Work order:
Exactly the line with "For every instance of the girl's eye, imagine" and the lines that follow it, through the closing line of the entries, should be restated, with nothing left out or added.

[Point localization data]
##############################
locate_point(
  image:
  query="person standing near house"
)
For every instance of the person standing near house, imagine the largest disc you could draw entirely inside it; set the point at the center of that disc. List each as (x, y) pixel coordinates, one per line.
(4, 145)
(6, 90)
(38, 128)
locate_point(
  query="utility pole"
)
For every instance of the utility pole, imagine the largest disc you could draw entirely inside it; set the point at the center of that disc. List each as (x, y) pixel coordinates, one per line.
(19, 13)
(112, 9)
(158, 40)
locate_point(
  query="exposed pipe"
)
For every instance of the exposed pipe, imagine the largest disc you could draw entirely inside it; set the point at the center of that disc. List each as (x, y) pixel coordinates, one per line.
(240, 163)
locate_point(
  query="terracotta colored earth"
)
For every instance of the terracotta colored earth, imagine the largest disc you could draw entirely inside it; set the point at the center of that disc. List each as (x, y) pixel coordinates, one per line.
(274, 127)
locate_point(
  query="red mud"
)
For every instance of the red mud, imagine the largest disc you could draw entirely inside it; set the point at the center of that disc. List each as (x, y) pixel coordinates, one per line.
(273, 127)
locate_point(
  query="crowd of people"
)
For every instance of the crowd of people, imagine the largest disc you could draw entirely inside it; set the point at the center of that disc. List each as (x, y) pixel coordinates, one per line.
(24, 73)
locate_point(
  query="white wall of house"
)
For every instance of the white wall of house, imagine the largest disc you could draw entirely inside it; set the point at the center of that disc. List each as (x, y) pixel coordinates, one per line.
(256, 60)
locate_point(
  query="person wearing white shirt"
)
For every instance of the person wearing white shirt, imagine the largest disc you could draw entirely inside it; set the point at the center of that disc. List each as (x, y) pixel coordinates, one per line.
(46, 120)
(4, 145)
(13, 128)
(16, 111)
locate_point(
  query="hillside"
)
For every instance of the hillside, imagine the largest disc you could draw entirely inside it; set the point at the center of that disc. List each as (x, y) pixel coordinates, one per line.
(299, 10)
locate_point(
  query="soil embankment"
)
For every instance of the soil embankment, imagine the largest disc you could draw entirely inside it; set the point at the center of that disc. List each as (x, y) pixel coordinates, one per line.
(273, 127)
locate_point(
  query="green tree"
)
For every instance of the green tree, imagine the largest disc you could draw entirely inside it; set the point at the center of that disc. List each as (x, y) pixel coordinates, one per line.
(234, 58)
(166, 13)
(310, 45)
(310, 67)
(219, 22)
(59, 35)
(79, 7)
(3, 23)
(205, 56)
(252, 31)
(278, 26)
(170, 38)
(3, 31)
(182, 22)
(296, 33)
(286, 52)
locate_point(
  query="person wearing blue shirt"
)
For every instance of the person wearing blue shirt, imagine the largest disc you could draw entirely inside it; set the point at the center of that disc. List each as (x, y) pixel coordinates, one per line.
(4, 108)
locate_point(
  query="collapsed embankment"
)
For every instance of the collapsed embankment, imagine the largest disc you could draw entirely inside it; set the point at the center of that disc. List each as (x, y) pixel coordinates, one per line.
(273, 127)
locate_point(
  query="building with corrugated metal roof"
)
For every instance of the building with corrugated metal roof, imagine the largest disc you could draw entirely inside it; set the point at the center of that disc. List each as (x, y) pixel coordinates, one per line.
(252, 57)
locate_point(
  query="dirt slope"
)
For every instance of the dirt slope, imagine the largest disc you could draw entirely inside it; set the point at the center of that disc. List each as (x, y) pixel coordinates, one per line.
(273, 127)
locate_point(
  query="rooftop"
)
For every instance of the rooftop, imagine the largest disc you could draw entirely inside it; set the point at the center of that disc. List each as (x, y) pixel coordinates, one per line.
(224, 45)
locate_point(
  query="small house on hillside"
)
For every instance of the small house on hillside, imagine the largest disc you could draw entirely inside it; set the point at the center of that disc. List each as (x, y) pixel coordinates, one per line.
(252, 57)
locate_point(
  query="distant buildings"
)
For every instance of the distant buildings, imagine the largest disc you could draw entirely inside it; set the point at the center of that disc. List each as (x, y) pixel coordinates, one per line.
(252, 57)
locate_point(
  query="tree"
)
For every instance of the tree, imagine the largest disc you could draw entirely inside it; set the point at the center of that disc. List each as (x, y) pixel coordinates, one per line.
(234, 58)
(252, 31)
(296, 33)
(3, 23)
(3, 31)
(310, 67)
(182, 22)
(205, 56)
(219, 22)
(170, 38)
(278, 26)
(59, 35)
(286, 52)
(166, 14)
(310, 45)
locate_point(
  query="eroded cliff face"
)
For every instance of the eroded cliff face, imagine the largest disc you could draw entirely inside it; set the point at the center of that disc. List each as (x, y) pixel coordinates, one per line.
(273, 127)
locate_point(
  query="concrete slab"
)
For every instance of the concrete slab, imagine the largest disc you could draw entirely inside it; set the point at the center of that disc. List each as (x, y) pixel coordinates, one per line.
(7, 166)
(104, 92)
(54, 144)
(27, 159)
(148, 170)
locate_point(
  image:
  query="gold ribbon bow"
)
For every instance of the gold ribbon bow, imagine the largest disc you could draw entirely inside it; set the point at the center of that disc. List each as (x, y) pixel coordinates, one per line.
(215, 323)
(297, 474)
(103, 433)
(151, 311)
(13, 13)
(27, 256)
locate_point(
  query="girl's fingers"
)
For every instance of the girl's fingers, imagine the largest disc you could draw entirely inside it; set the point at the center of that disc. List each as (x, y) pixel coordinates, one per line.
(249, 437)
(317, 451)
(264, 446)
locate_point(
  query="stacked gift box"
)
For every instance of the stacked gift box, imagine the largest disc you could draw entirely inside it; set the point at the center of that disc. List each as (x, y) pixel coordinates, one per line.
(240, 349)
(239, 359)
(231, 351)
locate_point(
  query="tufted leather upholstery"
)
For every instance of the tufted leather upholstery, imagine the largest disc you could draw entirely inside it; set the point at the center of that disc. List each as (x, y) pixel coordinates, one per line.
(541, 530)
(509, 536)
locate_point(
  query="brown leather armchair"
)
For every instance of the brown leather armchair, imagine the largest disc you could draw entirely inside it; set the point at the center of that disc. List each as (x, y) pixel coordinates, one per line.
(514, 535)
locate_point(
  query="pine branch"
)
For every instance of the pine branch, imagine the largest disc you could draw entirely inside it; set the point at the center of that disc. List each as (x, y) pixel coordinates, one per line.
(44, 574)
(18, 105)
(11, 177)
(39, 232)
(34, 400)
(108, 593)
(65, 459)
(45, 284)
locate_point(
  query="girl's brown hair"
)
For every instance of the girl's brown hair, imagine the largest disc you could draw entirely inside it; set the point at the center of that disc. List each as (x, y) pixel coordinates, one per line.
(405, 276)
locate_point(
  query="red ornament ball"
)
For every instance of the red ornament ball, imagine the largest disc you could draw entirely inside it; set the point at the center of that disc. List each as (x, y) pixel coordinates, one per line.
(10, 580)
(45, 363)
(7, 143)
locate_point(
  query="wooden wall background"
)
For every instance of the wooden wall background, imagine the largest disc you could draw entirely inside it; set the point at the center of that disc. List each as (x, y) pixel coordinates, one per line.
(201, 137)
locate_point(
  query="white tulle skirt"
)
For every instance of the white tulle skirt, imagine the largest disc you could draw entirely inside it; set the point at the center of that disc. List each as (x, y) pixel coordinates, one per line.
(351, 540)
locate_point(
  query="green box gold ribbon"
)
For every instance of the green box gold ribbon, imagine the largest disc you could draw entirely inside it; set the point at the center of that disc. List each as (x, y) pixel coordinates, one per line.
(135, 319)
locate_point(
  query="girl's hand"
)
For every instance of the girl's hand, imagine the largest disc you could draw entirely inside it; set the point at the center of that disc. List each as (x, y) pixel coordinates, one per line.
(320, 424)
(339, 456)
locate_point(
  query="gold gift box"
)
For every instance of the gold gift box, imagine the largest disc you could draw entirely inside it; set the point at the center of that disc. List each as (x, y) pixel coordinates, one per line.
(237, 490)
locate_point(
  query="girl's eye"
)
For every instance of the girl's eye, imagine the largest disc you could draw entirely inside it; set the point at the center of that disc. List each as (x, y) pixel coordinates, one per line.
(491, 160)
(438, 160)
##############################
Output of the exercise:
For every instance of the girl's eye, imagine the largest disc you could draw entirely inside it; set the point at the center of that disc. List each as (x, y) pixel coordinates, one per line.
(491, 160)
(438, 160)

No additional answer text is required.